In the data that follows, every line containing the word "foam" should be returned.
━━━ Supplied records ━━━
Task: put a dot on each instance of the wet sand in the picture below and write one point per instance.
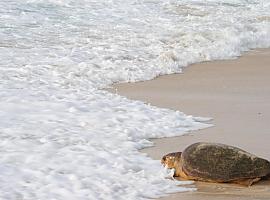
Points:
(236, 94)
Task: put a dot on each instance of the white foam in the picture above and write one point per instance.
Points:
(63, 138)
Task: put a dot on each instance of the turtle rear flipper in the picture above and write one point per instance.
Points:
(246, 182)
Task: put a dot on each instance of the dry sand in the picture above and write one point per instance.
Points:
(236, 94)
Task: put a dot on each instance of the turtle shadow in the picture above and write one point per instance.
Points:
(260, 190)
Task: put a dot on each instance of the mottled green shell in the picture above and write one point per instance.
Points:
(222, 163)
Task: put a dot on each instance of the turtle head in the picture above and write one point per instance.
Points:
(170, 160)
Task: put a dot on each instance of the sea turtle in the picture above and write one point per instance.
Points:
(214, 162)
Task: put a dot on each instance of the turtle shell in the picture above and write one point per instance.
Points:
(222, 163)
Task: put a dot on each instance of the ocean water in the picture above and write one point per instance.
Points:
(61, 136)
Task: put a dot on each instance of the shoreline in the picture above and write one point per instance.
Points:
(235, 93)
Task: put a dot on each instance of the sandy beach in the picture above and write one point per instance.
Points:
(235, 93)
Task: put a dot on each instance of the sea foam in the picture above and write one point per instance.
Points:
(61, 137)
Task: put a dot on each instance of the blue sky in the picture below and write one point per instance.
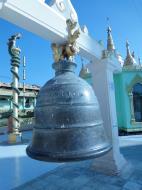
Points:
(125, 21)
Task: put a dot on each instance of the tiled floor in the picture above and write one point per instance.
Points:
(17, 169)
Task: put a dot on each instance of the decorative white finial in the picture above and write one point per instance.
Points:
(129, 61)
(110, 43)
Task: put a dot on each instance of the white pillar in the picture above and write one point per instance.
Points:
(103, 83)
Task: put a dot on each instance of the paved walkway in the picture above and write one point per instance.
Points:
(16, 168)
(81, 176)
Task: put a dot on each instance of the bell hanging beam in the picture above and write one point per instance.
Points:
(49, 22)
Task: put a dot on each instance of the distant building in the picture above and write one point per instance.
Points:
(128, 89)
(127, 86)
(27, 100)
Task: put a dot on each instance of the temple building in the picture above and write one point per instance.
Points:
(27, 100)
(127, 86)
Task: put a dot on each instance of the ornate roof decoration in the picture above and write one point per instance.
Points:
(129, 60)
(110, 43)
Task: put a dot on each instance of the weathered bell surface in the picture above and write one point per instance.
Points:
(68, 124)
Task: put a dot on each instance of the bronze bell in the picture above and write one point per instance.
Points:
(68, 123)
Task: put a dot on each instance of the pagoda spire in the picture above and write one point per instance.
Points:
(129, 60)
(110, 43)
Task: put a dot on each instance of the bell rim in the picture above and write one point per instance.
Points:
(70, 158)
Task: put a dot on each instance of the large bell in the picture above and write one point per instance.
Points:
━━━
*Exercise response*
Task: put a dot on each instance of the white foam in the picture above and write one point per instance.
Task: put a dot on each instance of the sea foam in the picture above and write one point per instance.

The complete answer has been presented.